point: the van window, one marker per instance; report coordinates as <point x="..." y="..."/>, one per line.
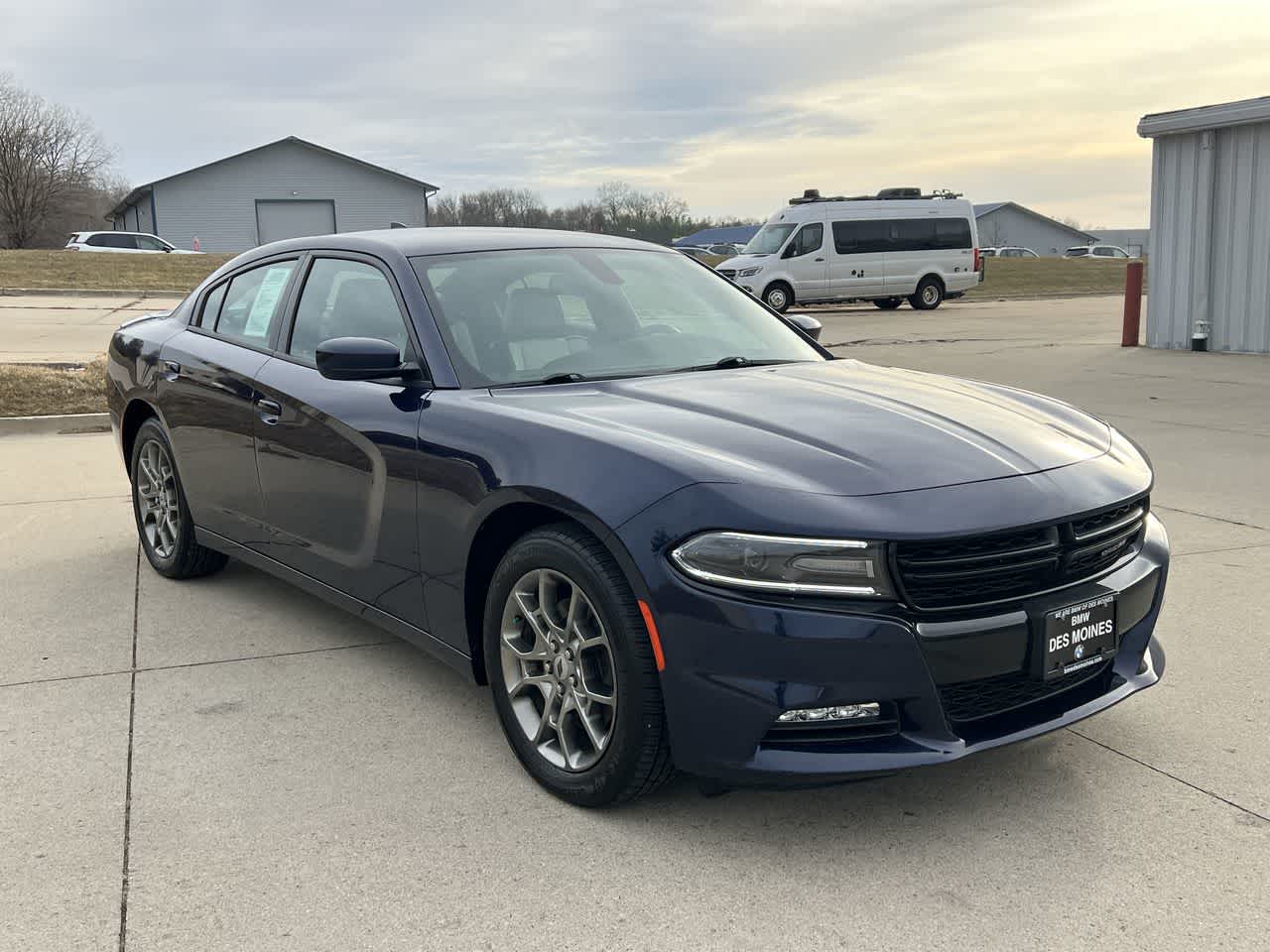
<point x="810" y="239"/>
<point x="865" y="236"/>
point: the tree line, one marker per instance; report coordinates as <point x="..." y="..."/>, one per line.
<point x="55" y="171"/>
<point x="617" y="208"/>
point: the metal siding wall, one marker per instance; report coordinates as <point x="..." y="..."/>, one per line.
<point x="1229" y="257"/>
<point x="1008" y="226"/>
<point x="218" y="203"/>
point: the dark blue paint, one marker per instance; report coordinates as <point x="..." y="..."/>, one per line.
<point x="370" y="494"/>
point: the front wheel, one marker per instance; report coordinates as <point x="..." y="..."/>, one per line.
<point x="572" y="670"/>
<point x="929" y="295"/>
<point x="779" y="298"/>
<point x="159" y="504"/>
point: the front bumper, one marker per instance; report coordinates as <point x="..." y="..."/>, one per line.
<point x="734" y="664"/>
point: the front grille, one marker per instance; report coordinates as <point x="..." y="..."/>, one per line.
<point x="974" y="699"/>
<point x="1005" y="566"/>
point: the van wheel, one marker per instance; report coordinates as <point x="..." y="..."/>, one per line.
<point x="929" y="295"/>
<point x="779" y="296"/>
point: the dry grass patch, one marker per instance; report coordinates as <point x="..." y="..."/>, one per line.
<point x="102" y="271"/>
<point x="45" y="391"/>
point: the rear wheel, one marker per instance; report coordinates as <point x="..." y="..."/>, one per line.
<point x="159" y="504"/>
<point x="779" y="296"/>
<point x="572" y="670"/>
<point x="929" y="295"/>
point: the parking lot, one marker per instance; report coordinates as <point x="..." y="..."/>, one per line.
<point x="230" y="765"/>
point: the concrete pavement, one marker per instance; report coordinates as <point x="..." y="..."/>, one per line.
<point x="75" y="329"/>
<point x="302" y="780"/>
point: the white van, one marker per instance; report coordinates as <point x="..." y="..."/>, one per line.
<point x="898" y="244"/>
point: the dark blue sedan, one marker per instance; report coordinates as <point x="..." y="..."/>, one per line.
<point x="661" y="521"/>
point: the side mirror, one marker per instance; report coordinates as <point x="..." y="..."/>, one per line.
<point x="807" y="324"/>
<point x="359" y="358"/>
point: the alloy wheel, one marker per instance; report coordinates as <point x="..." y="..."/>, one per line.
<point x="158" y="499"/>
<point x="558" y="669"/>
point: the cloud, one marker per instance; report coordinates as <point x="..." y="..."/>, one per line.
<point x="733" y="105"/>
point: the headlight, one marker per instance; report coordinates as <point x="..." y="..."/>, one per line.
<point x="790" y="566"/>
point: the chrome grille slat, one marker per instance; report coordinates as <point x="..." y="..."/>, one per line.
<point x="1014" y="565"/>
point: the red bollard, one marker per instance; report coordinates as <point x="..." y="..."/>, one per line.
<point x="1132" y="304"/>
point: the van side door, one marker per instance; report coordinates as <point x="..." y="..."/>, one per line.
<point x="857" y="259"/>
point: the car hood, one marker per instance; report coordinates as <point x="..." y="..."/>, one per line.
<point x="839" y="426"/>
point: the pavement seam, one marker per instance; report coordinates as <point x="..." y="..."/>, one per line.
<point x="1171" y="775"/>
<point x="198" y="664"/>
<point x="1214" y="518"/>
<point x="127" y="783"/>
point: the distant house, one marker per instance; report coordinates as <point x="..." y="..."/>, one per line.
<point x="738" y="234"/>
<point x="282" y="189"/>
<point x="1011" y="223"/>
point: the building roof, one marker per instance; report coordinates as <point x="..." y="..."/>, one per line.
<point x="1206" y="117"/>
<point x="989" y="207"/>
<point x="710" y="236"/>
<point x="140" y="190"/>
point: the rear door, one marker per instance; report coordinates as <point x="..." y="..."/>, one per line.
<point x="806" y="261"/>
<point x="857" y="258"/>
<point x="207" y="391"/>
<point x="336" y="458"/>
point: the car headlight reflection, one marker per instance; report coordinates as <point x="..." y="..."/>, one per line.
<point x="786" y="565"/>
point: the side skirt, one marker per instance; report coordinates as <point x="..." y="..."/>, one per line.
<point x="456" y="658"/>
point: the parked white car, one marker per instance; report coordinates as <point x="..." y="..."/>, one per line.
<point x="888" y="248"/>
<point x="1101" y="252"/>
<point x="125" y="241"/>
<point x="1008" y="252"/>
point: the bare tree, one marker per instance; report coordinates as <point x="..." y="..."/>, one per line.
<point x="50" y="159"/>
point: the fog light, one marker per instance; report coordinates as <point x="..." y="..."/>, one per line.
<point x="842" y="712"/>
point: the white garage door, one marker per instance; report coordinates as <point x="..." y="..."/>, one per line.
<point x="277" y="220"/>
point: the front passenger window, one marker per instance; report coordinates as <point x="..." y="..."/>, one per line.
<point x="345" y="299"/>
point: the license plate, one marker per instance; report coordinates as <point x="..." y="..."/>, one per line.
<point x="1079" y="636"/>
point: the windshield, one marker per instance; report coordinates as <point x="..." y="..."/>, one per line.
<point x="522" y="316"/>
<point x="769" y="239"/>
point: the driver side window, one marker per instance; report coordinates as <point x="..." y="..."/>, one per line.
<point x="345" y="298"/>
<point x="808" y="240"/>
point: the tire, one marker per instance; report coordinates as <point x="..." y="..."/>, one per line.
<point x="563" y="561"/>
<point x="160" y="511"/>
<point x="779" y="296"/>
<point x="929" y="295"/>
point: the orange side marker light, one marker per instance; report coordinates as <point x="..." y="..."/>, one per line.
<point x="652" y="635"/>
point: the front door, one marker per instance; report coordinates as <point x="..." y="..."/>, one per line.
<point x="806" y="259"/>
<point x="336" y="458"/>
<point x="207" y="388"/>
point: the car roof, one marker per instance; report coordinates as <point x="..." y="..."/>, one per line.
<point x="451" y="240"/>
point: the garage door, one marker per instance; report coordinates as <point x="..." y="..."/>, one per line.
<point x="294" y="218"/>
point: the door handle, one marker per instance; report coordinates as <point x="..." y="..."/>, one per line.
<point x="268" y="411"/>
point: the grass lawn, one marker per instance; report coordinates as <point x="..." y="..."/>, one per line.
<point x="42" y="391"/>
<point x="1042" y="277"/>
<point x="99" y="271"/>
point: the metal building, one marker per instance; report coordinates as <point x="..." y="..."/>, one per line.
<point x="281" y="189"/>
<point x="1011" y="223"/>
<point x="1209" y="275"/>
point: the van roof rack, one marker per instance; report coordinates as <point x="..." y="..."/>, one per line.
<point x="813" y="194"/>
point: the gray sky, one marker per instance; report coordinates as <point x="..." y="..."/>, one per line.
<point x="733" y="105"/>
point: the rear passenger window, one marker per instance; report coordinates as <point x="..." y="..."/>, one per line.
<point x="253" y="302"/>
<point x="345" y="299"/>
<point x="212" y="307"/>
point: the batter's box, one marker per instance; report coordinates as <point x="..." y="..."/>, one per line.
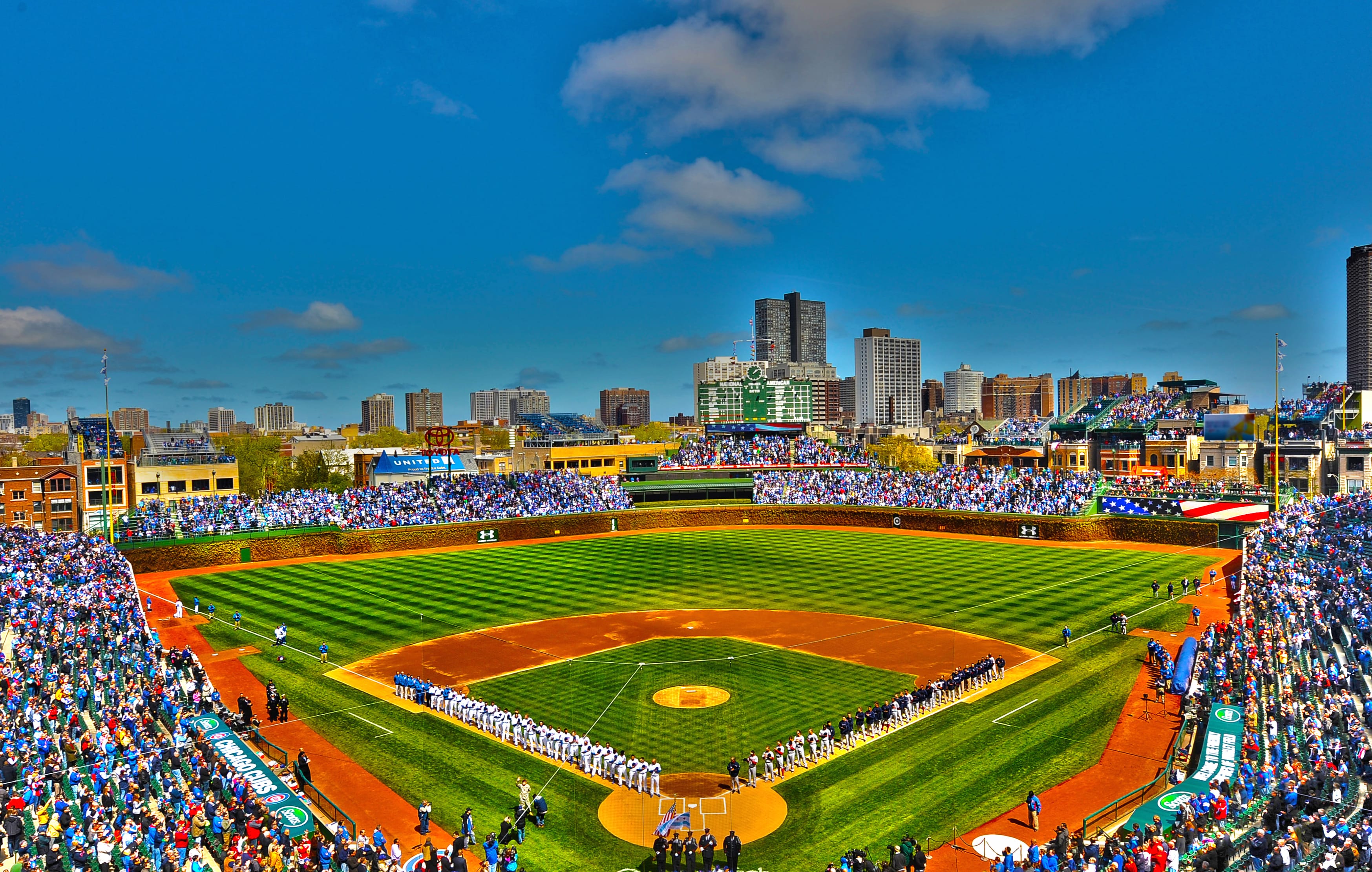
<point x="714" y="805"/>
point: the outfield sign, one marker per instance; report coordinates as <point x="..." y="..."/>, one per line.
<point x="274" y="793"/>
<point x="1219" y="761"/>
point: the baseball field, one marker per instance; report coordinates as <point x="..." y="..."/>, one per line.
<point x="954" y="770"/>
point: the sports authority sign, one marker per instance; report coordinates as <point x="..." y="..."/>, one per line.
<point x="274" y="793"/>
<point x="1219" y="761"/>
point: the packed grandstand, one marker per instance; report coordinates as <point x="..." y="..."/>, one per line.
<point x="88" y="680"/>
<point x="762" y="451"/>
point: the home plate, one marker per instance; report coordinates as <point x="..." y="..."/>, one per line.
<point x="994" y="846"/>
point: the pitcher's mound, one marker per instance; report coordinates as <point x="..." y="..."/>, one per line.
<point x="691" y="697"/>
<point x="753" y="814"/>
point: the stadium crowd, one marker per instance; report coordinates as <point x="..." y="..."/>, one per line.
<point x="973" y="489"/>
<point x="102" y="767"/>
<point x="473" y="497"/>
<point x="1138" y="410"/>
<point x="762" y="451"/>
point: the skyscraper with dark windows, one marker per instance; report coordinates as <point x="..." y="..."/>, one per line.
<point x="792" y="329"/>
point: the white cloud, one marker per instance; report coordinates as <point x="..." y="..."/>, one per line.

### [PERMINTAAN]
Kembalikan tanpa perubahan sedikit pun baris-baris entri mulai dari baris yang memuat "point: the sports" dan berakhir pada baris terakhir entri, termasuk kedua batas tersebut.

### [JAWABAN BENAR]
point: the sports authority sign, one marker per instance; report coordinates as <point x="..." y="..."/>, one per line.
<point x="274" y="793"/>
<point x="1219" y="761"/>
point: the packed grandstand, one marker per instance; report coordinates as <point x="..." y="..."/>, one per line.
<point x="88" y="680"/>
<point x="762" y="451"/>
point: the home plate, one marker per instance; report coordinates as <point x="..." y="..."/>, one per line.
<point x="994" y="846"/>
point: the pitcher's mound, one marker per instance; report coordinates as <point x="..." y="..."/>, one per line.
<point x="691" y="697"/>
<point x="753" y="814"/>
point: the stadium crowd, one marker per instance; report coordinates as <point x="..." y="..."/>, one per line.
<point x="973" y="489"/>
<point x="102" y="767"/>
<point x="473" y="497"/>
<point x="1138" y="410"/>
<point x="762" y="451"/>
point: the skyscraper with dark windows, one marker per instance; report coordinates as <point x="..." y="..."/>, one per line.
<point x="792" y="329"/>
point: the white cloud, one marker per instance; report coordinates as <point x="..." y="..."/>, one per line.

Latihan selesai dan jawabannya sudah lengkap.